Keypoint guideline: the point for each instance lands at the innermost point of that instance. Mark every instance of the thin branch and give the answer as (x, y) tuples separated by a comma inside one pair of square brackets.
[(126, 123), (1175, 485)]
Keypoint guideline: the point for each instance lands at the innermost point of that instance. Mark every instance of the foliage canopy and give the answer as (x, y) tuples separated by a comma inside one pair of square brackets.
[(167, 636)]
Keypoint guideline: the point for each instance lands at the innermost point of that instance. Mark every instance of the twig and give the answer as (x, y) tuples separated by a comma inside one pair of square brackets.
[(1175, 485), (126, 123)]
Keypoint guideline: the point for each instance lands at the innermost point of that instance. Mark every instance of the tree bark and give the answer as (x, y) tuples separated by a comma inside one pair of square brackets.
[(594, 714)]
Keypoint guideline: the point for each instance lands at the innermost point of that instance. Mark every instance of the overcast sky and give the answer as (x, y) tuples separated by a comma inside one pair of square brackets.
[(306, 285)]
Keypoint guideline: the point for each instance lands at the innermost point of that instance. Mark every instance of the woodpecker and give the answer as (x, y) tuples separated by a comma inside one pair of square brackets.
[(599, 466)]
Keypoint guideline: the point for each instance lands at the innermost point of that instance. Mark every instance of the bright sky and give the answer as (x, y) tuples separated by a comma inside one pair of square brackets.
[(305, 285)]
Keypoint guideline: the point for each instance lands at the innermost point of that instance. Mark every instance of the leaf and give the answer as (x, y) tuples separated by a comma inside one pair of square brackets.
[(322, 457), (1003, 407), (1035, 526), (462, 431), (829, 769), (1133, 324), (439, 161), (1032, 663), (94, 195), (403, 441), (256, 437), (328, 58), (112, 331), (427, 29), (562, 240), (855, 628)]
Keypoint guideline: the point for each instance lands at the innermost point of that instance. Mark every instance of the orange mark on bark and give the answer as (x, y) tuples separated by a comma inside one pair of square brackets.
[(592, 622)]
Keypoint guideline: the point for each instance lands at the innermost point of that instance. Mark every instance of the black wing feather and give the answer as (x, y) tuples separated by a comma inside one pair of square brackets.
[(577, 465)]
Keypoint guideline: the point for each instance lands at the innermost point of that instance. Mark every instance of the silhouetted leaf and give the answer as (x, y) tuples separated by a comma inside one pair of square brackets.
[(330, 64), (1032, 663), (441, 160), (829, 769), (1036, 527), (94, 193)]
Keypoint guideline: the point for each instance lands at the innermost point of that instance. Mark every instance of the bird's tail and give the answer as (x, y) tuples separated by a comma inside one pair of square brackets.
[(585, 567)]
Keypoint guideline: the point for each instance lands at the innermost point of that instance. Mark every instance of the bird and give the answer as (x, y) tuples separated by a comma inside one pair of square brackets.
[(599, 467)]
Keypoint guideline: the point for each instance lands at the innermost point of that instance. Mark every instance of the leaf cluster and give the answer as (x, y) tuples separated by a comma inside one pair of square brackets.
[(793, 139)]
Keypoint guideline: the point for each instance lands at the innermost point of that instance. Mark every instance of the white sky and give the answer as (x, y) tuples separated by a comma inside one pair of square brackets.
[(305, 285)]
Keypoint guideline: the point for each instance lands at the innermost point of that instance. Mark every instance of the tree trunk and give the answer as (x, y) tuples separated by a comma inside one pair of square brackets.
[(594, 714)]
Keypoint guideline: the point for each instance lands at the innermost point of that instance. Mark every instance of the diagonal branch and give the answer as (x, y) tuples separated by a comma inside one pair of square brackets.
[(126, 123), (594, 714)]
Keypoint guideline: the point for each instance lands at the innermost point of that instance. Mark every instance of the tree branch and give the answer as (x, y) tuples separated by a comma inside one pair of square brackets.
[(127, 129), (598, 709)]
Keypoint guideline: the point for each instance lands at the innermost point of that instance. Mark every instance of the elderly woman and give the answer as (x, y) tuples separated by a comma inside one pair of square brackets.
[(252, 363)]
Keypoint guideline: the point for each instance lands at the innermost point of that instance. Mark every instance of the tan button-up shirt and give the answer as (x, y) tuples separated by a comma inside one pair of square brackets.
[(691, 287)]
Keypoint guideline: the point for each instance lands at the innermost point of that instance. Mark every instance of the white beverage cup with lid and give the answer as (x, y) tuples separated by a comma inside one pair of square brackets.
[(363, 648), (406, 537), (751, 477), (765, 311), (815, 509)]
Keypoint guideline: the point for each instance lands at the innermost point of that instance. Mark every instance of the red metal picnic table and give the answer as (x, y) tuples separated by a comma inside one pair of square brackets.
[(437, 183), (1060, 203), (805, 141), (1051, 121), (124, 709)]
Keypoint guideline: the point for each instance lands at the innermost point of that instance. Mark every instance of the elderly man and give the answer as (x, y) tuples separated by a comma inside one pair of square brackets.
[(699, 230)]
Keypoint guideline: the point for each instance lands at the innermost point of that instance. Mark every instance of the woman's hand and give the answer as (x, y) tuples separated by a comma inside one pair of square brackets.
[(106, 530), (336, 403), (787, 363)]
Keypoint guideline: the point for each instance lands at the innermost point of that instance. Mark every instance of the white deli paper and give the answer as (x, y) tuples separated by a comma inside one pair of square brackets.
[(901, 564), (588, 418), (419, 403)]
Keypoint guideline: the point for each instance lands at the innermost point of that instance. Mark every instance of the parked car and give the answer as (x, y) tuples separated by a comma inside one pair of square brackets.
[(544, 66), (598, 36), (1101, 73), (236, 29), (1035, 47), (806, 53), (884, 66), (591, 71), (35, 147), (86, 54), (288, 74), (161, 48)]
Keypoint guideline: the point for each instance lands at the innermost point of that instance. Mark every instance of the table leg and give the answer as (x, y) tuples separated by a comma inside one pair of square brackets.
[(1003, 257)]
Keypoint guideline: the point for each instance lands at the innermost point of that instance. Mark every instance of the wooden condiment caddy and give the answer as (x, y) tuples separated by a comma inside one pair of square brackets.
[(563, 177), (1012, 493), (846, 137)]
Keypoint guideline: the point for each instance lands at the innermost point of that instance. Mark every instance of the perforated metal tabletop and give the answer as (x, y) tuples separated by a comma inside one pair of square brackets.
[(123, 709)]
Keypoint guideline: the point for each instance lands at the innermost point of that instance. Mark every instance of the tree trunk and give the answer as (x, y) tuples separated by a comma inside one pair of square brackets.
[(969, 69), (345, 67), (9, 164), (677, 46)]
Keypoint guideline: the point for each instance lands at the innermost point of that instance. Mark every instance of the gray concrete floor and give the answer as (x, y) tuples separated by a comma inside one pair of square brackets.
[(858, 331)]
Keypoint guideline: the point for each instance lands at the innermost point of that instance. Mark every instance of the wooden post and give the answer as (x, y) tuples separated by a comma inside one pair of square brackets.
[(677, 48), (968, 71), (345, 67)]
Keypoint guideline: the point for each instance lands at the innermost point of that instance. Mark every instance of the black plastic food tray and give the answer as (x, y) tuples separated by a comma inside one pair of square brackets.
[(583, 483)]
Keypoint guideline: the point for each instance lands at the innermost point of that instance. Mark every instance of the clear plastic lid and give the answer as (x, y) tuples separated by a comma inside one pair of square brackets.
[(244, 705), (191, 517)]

- **EXERCISE AIM**:
Reproduce the records word for word, starting at the line that contains "of the gray" and continuing through the final line of the records.

- **RESULT OF THIS EXERCISE**:
Keypoint guideline: the point for each instance lands at the innermost point of that instance. Mark every instance of the gray concrete floor and give the answer as (x, y) tuples separated by a comma inside one pair of square brackets.
[(858, 331)]
Keypoint guideline: the point for each instance lands at the innermost point of that instance. Mark every instance of the wooden post and give the answer as (x, y) tuples separated by a comma inside one pair of square brackets.
[(677, 48), (968, 71), (345, 67)]
Keypoint guideline: the point for each instance lands at the innermost point of that instance. Mark every instance of the black plastic food tray and give the answer as (x, y) tuples separated by a comma inside one pair of square brackets.
[(583, 483)]
Keypoint guideline: the point for each instance lands at the innermost point of that instance. Mark every instance of the clear plastic lid and give the answer as (x, y) tuples separated by a comma inside one pair of square brackets.
[(244, 705), (191, 517)]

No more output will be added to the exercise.